▶ GIVEN INSTRUCTION:
Copy each of the following items word for word, leaving nothing out and changing nothing.

= = =

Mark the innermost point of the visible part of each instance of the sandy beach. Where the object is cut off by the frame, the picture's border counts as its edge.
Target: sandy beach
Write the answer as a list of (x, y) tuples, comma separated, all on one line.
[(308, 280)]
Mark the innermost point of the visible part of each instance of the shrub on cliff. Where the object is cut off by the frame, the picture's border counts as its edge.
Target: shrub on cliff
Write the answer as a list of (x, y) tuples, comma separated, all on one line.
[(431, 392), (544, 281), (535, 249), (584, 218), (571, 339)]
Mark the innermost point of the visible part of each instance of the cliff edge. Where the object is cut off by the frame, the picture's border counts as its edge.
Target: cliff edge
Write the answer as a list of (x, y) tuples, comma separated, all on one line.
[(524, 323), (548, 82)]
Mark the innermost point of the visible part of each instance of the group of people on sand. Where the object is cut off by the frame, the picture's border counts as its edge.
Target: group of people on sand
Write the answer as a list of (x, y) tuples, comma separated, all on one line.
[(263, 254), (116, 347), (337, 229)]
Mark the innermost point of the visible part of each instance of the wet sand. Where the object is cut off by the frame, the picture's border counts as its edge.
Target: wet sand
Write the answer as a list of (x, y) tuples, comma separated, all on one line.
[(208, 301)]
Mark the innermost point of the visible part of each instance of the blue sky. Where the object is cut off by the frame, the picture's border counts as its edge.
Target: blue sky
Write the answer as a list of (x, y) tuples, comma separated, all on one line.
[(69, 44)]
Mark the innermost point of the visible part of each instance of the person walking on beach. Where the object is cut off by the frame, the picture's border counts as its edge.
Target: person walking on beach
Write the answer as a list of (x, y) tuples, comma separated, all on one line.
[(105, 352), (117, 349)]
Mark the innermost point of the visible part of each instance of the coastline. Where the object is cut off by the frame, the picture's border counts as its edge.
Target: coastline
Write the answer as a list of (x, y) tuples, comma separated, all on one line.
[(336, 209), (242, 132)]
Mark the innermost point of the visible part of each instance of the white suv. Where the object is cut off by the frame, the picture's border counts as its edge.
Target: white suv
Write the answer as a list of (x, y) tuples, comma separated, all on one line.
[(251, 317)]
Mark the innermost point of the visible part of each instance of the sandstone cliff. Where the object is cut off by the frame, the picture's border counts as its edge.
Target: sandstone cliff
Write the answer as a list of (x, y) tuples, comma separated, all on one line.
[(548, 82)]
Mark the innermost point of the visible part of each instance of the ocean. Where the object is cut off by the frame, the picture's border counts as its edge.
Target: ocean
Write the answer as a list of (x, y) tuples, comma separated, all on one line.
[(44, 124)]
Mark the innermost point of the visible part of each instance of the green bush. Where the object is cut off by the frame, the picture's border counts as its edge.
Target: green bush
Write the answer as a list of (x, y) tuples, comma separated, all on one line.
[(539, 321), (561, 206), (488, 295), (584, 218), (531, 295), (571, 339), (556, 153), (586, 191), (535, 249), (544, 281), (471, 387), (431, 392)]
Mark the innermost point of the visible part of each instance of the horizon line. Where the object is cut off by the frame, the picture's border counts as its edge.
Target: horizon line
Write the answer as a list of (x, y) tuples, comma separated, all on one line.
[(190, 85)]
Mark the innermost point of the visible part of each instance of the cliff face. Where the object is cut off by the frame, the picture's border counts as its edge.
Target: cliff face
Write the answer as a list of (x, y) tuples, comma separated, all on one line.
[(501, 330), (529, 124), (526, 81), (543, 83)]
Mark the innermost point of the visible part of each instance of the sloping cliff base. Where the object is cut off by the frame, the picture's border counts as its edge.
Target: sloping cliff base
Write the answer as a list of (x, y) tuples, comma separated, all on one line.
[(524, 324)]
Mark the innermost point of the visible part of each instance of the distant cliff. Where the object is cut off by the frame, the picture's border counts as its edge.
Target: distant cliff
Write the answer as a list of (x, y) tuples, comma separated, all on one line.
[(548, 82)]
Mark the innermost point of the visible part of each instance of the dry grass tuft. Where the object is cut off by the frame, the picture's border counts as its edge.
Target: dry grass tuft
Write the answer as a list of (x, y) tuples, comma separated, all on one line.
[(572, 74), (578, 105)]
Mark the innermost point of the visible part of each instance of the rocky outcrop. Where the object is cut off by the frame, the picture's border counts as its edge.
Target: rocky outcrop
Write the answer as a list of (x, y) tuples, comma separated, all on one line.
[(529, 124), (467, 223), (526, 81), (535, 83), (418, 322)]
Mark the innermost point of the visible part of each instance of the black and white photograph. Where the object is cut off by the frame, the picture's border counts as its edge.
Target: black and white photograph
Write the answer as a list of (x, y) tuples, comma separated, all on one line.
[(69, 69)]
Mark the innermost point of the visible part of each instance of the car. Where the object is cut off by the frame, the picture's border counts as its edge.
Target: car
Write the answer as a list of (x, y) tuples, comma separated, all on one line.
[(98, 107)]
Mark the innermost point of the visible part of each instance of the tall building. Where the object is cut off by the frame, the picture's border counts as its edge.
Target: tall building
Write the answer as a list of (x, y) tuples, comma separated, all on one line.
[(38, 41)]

= = =

▶ TASK RESULT:
Mark the innermost point of the visible part of each instance of the sandy beach. Where the object is cut off by the frame, the picture's border counts as its edge.
Target: sandy beach
Write the answer as a list of (x, y) tuples, comma separated, all on one line.
[(308, 280)]
Mark the innermost point of the visible part of each instance of the shrub on cliff. Where the object is cut off by the frame, the picture's border counts as its edge.
Target: shrub on cliff
Write the answer as a list of (x, y) tuples, comma separated, all on one line.
[(431, 392), (544, 281), (535, 249), (584, 218), (571, 339)]
Mark the innermost point of the visible part of each instance of the cliff edge. Where the object is cut off by the frame, the picture's border counts as its edge.
Target: cliff edge
Write the answer as a list of (x, y) tuples, comma separated, all on one line.
[(524, 323), (548, 82)]
Mark the innermost point of the visible part of each instance of the group of people on sand. Where the object is cut off by the frame, the picture's border counts as its edge.
Target: group of people on sand
Write the answer as a list of (x, y) tuples, comma separated, all on one line.
[(263, 254), (116, 347), (337, 229)]
Mark the innermost point of the visible part of each instance of the wet sand. Where the object is cut off by the frame, the picture's border counts as its edge.
Target: wet sand
Write the answer as a list of (x, y) tuples, comma separated, all on one line.
[(208, 301)]
Mark the innermost point of the visible part of each instance of the blue sky. Where the object is cut off by the frame, the picture's border counts as its edge.
Target: blue sky
Write the answer as a list of (x, y) tuples, comma separated, all on one line.
[(69, 44)]
Mark the innermost point of the visible part of each instance of the person walking on beach. Where the object is cut off by the frame, the picture's border counts as its edge.
Target: person walking on beach
Write the answer as a list of (x, y) tuples, comma separated, all on one line.
[(105, 352), (117, 349)]
Mark the innermost point of the visible part of each instance of the coastline. Where the object is cut off by the frame, the picture's border counts as its edge.
Target: coastline
Write the answer as a list of (x, y) tuples, comma separated, all on one line.
[(336, 209), (242, 132)]
Mark the innermost point of the visible part of each instance of the white suv. Where the object is cut off by the frame, the picture's border counts as its edge.
Target: white suv
Write the answer as a list of (x, y) tuples, comma separated, all on one line.
[(251, 317)]
Mark the innermost point of the visible part of each instance of the sandstone cliff. Where the object is cut off by the frame, the picture's border counts as its edge.
Target: sandstone cliff
Write the answer as a list of (x, y) tuples, comma separated, all on one line.
[(548, 82)]
Mark the innermost point of the visible part of each instance of the ocean. Where the object is cut off by the frame, the picture's border counts as its edge.
Target: ocean
Write the answer as a list of (x, y) tuples, comma separated, all on one line.
[(44, 124)]
Mark the innermost point of the visible part of each instance of the green bush. Where the object is cut off by the frame, the picture's border counts as its edge.
Target: green bush
Write the answer as a list of (x, y) tuples, comma separated, all on one line.
[(539, 321), (561, 206), (488, 295), (584, 218), (531, 295), (571, 339), (556, 153), (586, 191), (535, 249), (544, 281), (471, 387), (431, 392)]
Mark the innermost point of the visible part of each instance of the horizon line. Where the object is cut off by the frame, the picture's border counts as its edge.
Target: horizon line
Write the answer as a list of (x, y) tuples, comma separated, all on one line.
[(190, 85)]
Mark the innermost point of the visible part of each instance of the cliff face. Where the object is cut off by the frame, the picture's border counts as its edge.
Target: cliff face
Write the answer as a list of (x, y) tuples, comma separated, all on one line.
[(501, 330), (529, 124), (526, 81), (543, 83)]
Mark the innermost point of the visible part of each instance of the sloping cliff base. Where the object is cut off by the frame, the picture's border counts as its edge.
Target: sloping cliff base
Write the answer as a list of (x, y) tuples, comma separated, all on one line.
[(524, 324)]
Mark the innermost point of the visible part of each instance of the distant cliff. Where the object is cut off by the frame, the picture's border counts as its edge.
Target: distant cliff
Write the answer as a list of (x, y) tuples, comma separated, all on one line.
[(548, 82)]
Mark the innermost point of the visible part of each instance of the dry grass tuft. Where the object is cut off by the frame, the picture's border counts as its edge.
Target: dry grass tuft
Write the answer as a list of (x, y) tuples, comma separated, all on one line.
[(572, 74), (578, 105)]
Mark the innermost point of the visible part of each instance of the rocky outcrop. Where the object is cut off by the frame, the picture's border counts as its edge.
Target: rocky outcrop
Write the answer as a list of (x, y) tuples, comma separated, all on one line.
[(529, 124), (467, 223), (526, 81), (535, 83), (418, 322)]
Mark the innermost point of the visible part of each instance of the black and white photograph. Where the object is cut off by the frame, the picture's border counts as its edge.
Target: black and white photograph
Write the answer as a list of (x, y) tuples, comma separated, all on one line.
[(69, 69)]
Mark the innermost point of the visible part of each instance of the car. Where the object is cut off by the frame, the picture's border counts as its edge.
Target: car
Write the answer as a list of (x, y) tuples, comma separated, all on one line.
[(98, 107)]
Mark the innermost point of the visible part of each instance of the tall building. Where the object is cut off by the frame, the picture's border counts as its edge.
Target: tall building
Write the answer as a list of (x, y) tuples, comma separated, all on one line.
[(38, 41)]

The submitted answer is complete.